> [PROBLEM REQUIREMENTS]: An identical copy of all the records is what the answer must contain.

━━━━━ RECORDS SHOWN ━━━━━

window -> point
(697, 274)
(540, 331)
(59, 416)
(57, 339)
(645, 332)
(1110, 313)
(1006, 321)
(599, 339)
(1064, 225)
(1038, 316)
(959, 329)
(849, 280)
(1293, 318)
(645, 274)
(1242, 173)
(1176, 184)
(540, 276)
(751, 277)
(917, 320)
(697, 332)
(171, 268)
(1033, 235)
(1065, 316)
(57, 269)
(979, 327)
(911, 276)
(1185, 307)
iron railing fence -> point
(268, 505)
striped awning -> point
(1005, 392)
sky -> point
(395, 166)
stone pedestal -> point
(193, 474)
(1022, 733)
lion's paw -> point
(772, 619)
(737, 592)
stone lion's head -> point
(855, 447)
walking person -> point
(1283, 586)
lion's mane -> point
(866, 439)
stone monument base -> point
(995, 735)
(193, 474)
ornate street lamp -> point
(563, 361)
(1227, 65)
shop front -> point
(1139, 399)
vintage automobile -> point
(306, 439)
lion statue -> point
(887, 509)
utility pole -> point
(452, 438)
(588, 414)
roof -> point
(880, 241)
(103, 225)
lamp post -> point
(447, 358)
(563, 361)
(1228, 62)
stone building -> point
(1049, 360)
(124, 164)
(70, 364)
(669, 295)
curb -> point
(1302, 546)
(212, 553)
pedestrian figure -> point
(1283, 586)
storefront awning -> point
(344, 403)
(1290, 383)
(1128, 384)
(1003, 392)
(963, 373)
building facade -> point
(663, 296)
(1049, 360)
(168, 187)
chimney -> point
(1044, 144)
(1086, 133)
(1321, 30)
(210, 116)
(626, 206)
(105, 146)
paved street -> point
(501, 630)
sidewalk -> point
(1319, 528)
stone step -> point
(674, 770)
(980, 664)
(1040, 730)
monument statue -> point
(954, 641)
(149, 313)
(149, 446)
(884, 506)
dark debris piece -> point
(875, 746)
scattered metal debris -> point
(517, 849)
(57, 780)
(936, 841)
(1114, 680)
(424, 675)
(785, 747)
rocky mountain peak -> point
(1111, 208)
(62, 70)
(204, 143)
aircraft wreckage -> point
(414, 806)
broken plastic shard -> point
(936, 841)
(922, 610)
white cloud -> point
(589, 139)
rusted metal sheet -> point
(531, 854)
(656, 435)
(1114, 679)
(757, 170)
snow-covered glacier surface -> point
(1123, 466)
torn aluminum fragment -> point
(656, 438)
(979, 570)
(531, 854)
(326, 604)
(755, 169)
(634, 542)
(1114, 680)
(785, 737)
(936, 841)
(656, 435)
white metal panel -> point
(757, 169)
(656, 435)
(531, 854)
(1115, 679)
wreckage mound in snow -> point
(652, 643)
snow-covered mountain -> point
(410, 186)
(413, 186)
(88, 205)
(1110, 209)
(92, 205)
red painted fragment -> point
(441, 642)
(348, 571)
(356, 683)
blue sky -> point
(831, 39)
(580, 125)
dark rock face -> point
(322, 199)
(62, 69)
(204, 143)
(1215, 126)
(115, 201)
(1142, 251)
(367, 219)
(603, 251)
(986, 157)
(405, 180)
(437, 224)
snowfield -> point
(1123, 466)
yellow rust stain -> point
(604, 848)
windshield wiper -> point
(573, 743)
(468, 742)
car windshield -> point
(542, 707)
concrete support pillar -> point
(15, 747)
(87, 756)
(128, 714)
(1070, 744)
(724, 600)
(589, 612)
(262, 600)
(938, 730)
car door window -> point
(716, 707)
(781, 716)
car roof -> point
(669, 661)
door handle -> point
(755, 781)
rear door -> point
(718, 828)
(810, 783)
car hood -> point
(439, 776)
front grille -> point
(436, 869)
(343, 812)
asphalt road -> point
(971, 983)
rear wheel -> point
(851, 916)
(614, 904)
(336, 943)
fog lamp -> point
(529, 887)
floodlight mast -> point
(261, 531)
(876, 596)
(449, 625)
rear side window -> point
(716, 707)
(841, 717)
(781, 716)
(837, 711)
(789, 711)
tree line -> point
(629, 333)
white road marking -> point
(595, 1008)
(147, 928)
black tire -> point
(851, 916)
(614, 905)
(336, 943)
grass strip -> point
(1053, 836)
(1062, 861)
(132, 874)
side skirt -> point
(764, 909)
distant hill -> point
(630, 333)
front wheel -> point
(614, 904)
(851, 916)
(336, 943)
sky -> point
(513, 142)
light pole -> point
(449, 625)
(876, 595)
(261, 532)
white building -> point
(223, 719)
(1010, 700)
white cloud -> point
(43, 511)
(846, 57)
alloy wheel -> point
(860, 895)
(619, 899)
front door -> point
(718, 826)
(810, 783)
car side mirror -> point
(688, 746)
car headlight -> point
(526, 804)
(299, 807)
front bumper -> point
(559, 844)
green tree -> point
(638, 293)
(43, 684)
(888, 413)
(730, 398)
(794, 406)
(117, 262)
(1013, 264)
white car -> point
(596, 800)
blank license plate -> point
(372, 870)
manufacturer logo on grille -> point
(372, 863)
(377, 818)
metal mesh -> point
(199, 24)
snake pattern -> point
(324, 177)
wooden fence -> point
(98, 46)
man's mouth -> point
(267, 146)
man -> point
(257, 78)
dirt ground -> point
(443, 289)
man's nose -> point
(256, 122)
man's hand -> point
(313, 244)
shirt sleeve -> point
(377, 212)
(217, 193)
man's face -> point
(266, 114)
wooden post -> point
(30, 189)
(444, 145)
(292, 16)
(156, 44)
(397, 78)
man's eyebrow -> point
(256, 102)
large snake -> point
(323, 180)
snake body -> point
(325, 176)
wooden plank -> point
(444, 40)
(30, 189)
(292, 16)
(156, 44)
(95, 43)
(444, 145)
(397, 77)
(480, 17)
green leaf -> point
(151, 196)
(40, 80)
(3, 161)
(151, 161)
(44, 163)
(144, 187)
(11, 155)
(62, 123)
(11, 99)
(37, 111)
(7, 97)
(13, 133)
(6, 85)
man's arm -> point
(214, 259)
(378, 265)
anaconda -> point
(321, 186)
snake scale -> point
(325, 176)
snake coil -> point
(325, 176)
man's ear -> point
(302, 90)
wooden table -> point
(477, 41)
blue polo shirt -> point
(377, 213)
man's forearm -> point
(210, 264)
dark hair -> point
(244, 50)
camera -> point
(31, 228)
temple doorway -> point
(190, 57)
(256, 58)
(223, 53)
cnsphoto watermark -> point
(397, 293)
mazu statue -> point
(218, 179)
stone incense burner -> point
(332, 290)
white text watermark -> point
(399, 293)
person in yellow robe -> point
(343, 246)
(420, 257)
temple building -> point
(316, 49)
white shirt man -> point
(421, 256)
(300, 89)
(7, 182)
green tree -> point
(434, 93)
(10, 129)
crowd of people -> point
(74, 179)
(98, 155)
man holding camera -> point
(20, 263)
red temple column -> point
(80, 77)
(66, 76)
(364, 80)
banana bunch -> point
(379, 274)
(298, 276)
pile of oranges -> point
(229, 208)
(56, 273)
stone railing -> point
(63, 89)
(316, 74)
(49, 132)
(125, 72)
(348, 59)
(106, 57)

━━━━━

> [SOLVED EXERCISE]:
window -> point
(697, 274)
(540, 331)
(59, 416)
(57, 339)
(645, 332)
(1110, 313)
(1006, 321)
(599, 339)
(1064, 225)
(1038, 316)
(959, 329)
(849, 280)
(1293, 318)
(645, 274)
(1242, 173)
(1176, 184)
(540, 276)
(751, 277)
(917, 320)
(697, 332)
(171, 268)
(1033, 235)
(1065, 316)
(57, 269)
(979, 327)
(911, 276)
(1185, 307)
iron railing fence -> point
(268, 505)
striped awning -> point
(1005, 392)
sky -> point
(395, 166)
stone pedestal -> point
(193, 474)
(1022, 733)
lion's paw -> point
(772, 619)
(737, 592)
stone lion's head -> point
(855, 447)
walking person -> point
(1283, 586)
lion's mane -> point
(866, 439)
stone monument base -> point
(995, 735)
(193, 474)
ornate street lamp -> point
(563, 361)
(1227, 65)
shop front -> point
(1139, 399)
vintage automobile -> point
(306, 439)
lion statue -> point
(887, 509)
utility pole -> point
(452, 438)
(588, 414)
roof -> point
(880, 241)
(103, 225)
lamp post -> point
(447, 358)
(563, 361)
(1228, 62)
stone building -> point
(1049, 360)
(124, 164)
(70, 364)
(669, 295)
curb -> point
(1302, 546)
(212, 553)
pedestrian figure -> point
(1283, 586)
storefront awning -> point
(344, 403)
(1290, 383)
(1128, 384)
(1003, 392)
(963, 373)
building facade -> point
(663, 296)
(1049, 360)
(168, 187)
chimney -> point
(1044, 144)
(1086, 133)
(1321, 30)
(210, 116)
(626, 206)
(105, 146)
paved street -> point
(501, 630)
sidewalk -> point
(1319, 528)
stone step -> point
(674, 770)
(980, 664)
(1040, 730)
monument statue -> point
(954, 641)
(149, 313)
(149, 446)
(884, 506)
dark debris piece -> point
(875, 746)
scattered metal debris -> point
(517, 849)
(57, 780)
(936, 841)
(1114, 680)
(424, 675)
(785, 747)
rocky mountain peak -> point
(1111, 208)
(62, 70)
(204, 143)
aircraft wreckage -> point
(414, 806)
broken plastic shard -> point
(936, 841)
(922, 610)
white cloud -> point
(589, 139)
rusted metal sheet -> point
(531, 854)
(656, 435)
(1114, 679)
(757, 170)
snow-covered glacier surface -> point
(1123, 466)
torn aluminum fragment -> point
(656, 438)
(979, 570)
(531, 854)
(326, 604)
(755, 169)
(634, 542)
(1114, 680)
(785, 737)
(936, 841)
(656, 435)
white metal panel -> point
(757, 169)
(656, 435)
(531, 854)
(1115, 679)
wreckage mound in snow -> point
(652, 643)
snow-covered mountain -> point
(410, 186)
(413, 186)
(88, 205)
(1110, 209)
(92, 205)
red painted fragment -> point
(441, 642)
(348, 571)
(356, 683)
blue sky -> point
(831, 39)
(580, 125)
dark rock face -> point
(322, 199)
(62, 69)
(204, 143)
(1215, 126)
(115, 201)
(1142, 251)
(367, 219)
(603, 251)
(986, 157)
(405, 180)
(437, 224)
snowfield -> point
(1123, 466)
yellow rust stain -> point
(604, 848)
windshield wiper -> point
(573, 743)
(468, 742)
car windshield -> point
(542, 707)
concrete support pillar -> point
(15, 747)
(87, 756)
(128, 714)
(1070, 744)
(724, 600)
(589, 612)
(262, 600)
(938, 730)
car door window -> point
(716, 707)
(781, 716)
car roof -> point
(669, 661)
door handle -> point
(755, 781)
rear door -> point
(718, 828)
(810, 783)
car hood -> point
(439, 776)
front grille -> point
(436, 869)
(343, 812)
asphalt road -> point
(971, 983)
rear wheel -> point
(851, 916)
(614, 904)
(336, 943)
fog lamp -> point
(529, 887)
floodlight mast -> point
(261, 531)
(876, 596)
(449, 625)
rear side window -> point
(716, 707)
(841, 717)
(781, 716)
(837, 711)
(789, 711)
tree line -> point
(629, 333)
white road marking -> point
(595, 1008)
(147, 928)
black tire -> point
(851, 916)
(614, 905)
(336, 943)
grass strip -> point
(1053, 836)
(1062, 861)
(132, 874)
side skirt -> point
(764, 909)
distant hill -> point
(630, 333)
front wheel -> point
(614, 904)
(851, 916)
(336, 943)
sky -> point
(513, 142)
light pole -> point
(449, 625)
(876, 595)
(261, 532)
white building -> point
(223, 719)
(1010, 700)
white cloud -> point
(43, 511)
(846, 57)
alloy wheel -> point
(860, 895)
(619, 899)
front door -> point
(718, 826)
(810, 783)
car side mirror -> point
(688, 746)
car headlight -> point
(526, 804)
(299, 807)
front bumper -> point
(559, 844)
green tree -> point
(638, 293)
(43, 684)
(888, 413)
(730, 398)
(794, 406)
(117, 262)
(1013, 264)
white car -> point
(596, 800)
blank license plate -> point
(372, 870)
manufacturer logo on grille -> point
(372, 863)
(377, 818)
metal mesh -> point
(199, 24)
snake pattern -> point
(324, 177)
wooden fence -> point
(98, 46)
man's mouth -> point
(267, 146)
man -> point
(257, 78)
dirt ground -> point
(443, 289)
man's nose -> point
(256, 122)
man's hand -> point
(313, 244)
shirt sleeve -> point
(377, 212)
(217, 193)
man's face -> point
(266, 114)
wooden post -> point
(30, 189)
(444, 145)
(292, 16)
(156, 44)
(397, 78)
man's eyebrow -> point
(256, 102)
large snake -> point
(323, 180)
snake body -> point
(325, 176)
wooden plank -> point
(444, 40)
(30, 189)
(292, 16)
(156, 44)
(95, 43)
(444, 145)
(397, 77)
(480, 17)
green leaf -> point
(151, 196)
(40, 80)
(3, 161)
(151, 161)
(44, 163)
(144, 187)
(11, 155)
(62, 123)
(11, 99)
(37, 111)
(7, 97)
(13, 133)
(6, 85)
man's arm -> point
(214, 259)
(378, 265)
anaconda -> point
(321, 186)
snake scale -> point
(325, 176)
snake coil -> point
(325, 176)
man's ear -> point
(302, 90)
wooden table -> point
(477, 41)
blue polo shirt -> point
(377, 213)
man's forearm -> point
(210, 264)
dark hair -> point
(244, 50)
camera -> point
(31, 228)
temple doorway -> point
(190, 57)
(256, 58)
(223, 53)
cnsphoto watermark -> point
(397, 293)
mazu statue -> point
(218, 179)
stone incense burner -> point
(332, 290)
white text watermark -> point
(399, 293)
person in yellow robe -> point
(343, 246)
(420, 257)
temple building -> point
(316, 49)
white shirt man -> point
(421, 256)
(300, 89)
(7, 182)
green tree -> point
(434, 93)
(10, 129)
crowd of people -> point
(74, 179)
(98, 155)
man holding camera -> point
(20, 263)
red temple column -> point
(80, 77)
(66, 76)
(364, 80)
banana bunch -> point
(379, 274)
(298, 276)
pile of oranges -> point
(229, 208)
(56, 273)
stone railing -> point
(63, 89)
(316, 74)
(49, 132)
(125, 72)
(348, 59)
(106, 57)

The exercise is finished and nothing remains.